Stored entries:
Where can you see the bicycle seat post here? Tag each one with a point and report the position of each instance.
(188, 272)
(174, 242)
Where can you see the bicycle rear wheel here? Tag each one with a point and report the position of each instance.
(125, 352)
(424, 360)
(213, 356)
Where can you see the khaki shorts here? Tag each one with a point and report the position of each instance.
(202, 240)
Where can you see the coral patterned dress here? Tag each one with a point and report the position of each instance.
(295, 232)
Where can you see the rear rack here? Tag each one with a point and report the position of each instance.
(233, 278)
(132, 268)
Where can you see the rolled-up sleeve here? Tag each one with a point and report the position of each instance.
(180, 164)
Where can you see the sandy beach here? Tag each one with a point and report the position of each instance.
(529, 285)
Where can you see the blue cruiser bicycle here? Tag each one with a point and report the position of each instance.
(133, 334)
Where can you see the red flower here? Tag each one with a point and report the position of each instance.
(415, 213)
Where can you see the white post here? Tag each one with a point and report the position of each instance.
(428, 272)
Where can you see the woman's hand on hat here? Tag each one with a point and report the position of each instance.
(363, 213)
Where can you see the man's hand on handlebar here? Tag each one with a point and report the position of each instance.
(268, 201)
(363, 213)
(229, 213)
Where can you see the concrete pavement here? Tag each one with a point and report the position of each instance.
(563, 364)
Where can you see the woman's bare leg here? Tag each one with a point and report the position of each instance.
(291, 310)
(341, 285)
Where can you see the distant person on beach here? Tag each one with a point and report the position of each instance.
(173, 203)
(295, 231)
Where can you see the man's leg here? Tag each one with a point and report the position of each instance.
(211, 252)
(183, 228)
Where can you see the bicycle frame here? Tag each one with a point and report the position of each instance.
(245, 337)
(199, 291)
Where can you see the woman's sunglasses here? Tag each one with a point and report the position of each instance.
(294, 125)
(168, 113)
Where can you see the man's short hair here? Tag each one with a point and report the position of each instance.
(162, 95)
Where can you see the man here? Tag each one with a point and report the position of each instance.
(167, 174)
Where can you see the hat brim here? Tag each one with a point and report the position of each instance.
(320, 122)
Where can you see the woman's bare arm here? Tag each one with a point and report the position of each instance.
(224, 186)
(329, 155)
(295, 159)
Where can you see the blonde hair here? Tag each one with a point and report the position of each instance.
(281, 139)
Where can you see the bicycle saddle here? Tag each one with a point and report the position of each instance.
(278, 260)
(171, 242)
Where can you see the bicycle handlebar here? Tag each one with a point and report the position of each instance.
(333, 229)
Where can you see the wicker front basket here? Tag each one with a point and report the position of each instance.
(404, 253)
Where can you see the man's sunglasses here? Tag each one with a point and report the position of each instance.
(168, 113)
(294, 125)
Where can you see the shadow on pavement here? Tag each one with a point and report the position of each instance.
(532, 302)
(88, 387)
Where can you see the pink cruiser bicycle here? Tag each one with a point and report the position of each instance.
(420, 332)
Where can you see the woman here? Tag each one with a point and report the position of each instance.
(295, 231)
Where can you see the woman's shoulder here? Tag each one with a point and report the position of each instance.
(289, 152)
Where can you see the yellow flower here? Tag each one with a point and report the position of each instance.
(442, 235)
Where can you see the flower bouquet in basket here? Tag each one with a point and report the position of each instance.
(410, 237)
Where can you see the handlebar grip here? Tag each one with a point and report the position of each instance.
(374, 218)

• [Work to complete]:
Copy all of the data exactly.

• [Exercise output]:
Where can you see the bicycle seat post here? Tag each one with a point and report the position of each instance.
(188, 272)
(174, 242)
Where can you see the bicycle rear wheel here? Tag each one with a point and report the position of each instance.
(125, 352)
(424, 360)
(213, 356)
Where can you see the khaki shorts here? Tag each one with a point and report the position of each instance.
(202, 240)
Where can you see the coral patterned dress here? Tag each one with a point and report the position of each instance.
(295, 232)
Where can you see the rear rack here? Tag each one with a point and report the position of each instance.
(233, 278)
(132, 268)
Where can you see the rolled-up sleeve here? Tag each one with a point and report the position of each instance.
(180, 164)
Where can you see the sandy beach here? Tag each one with a point and report the position of each instance.
(529, 285)
Where can you see the blue cruiser bicycle here? Tag each one with a point and report the position of each instance.
(133, 334)
Where can you see the red flower here? Tag each one with a point and report the position of each instance.
(415, 213)
Where can you see the white post here? Tag each one with a point and report the position of each instance.
(428, 272)
Where can you see the woman's hand on hat here? Tag each one with a point and report the position of each instance.
(363, 213)
Where can you see the man's hand on handlebar here? Tag each one with a point and report the position of each instance.
(268, 201)
(363, 213)
(229, 213)
Where can you see the concrete pavement here? Tag each one with a point and report the position of each instance.
(563, 364)
Where can you see the woman's bare leg here? Tag each one with a point and report the position of each instance.
(291, 310)
(341, 285)
Where can you see the distant person on beach here? Tag each one with a point and report the position of each instance.
(173, 203)
(295, 231)
Where can you see the man's leg here? Tag each one with a point and report the position of each instance.
(211, 252)
(183, 228)
Where can you see the bicycle frame here? Tag each one with a point and report the position of each instance.
(245, 337)
(199, 291)
Where can you see the woman's sunglasses here? Tag each one with a point and report the position of each instance.
(294, 125)
(168, 113)
Where can you see the man's short hair here? Tag each one with a point and report the position of each instance.
(162, 95)
Where can you see the man here? Tag each one with a point and report the position of each instance.
(167, 174)
Where can you see the hat brim here? Tag each one with a point and report the position of each instance.
(320, 122)
Where can you see the woman's bare arm here? Tag each one with a point and report the position of each instance.
(224, 186)
(329, 155)
(295, 159)
Where can you see the blonde hair here? Tag each one with a point and report the position of each instance.
(281, 139)
Where can you see the bicycle saddle here? Tag each one with a point and report the position of each instance.
(278, 260)
(171, 242)
Where can you see the bicycle handlebar here? Tag each one with a point and report the position of each instance.
(333, 229)
Where can you see the wicker front basket here? Tag each one with a point and report the position of each instance.
(404, 253)
Where can you see the man's sunglasses here? Tag each one with a point and report the position of each instance.
(168, 113)
(294, 125)
Where can you see the shadow on pavement here? Tag each one with a point and report the position of each instance.
(532, 302)
(88, 387)
Where can you see the pink cruiser bicycle here? Tag each one with a point and report the position of each instance.
(420, 332)
Where can you see the woman here? Tag each one with a point and report the position of each instance.
(295, 231)
Where can you see the woman's shoulder here? Tag each one with a point and report the position of each instance.
(289, 152)
Where can you see the yellow flower here? Tag each one with a point and report the position of each instance.
(442, 235)
Where can you see the flower bouquet in basket here? Tag each one with a point and report the position of each instance.
(410, 237)
Where can you see the handlebar grip here? Tag each one with a point and report the position of each instance.
(374, 218)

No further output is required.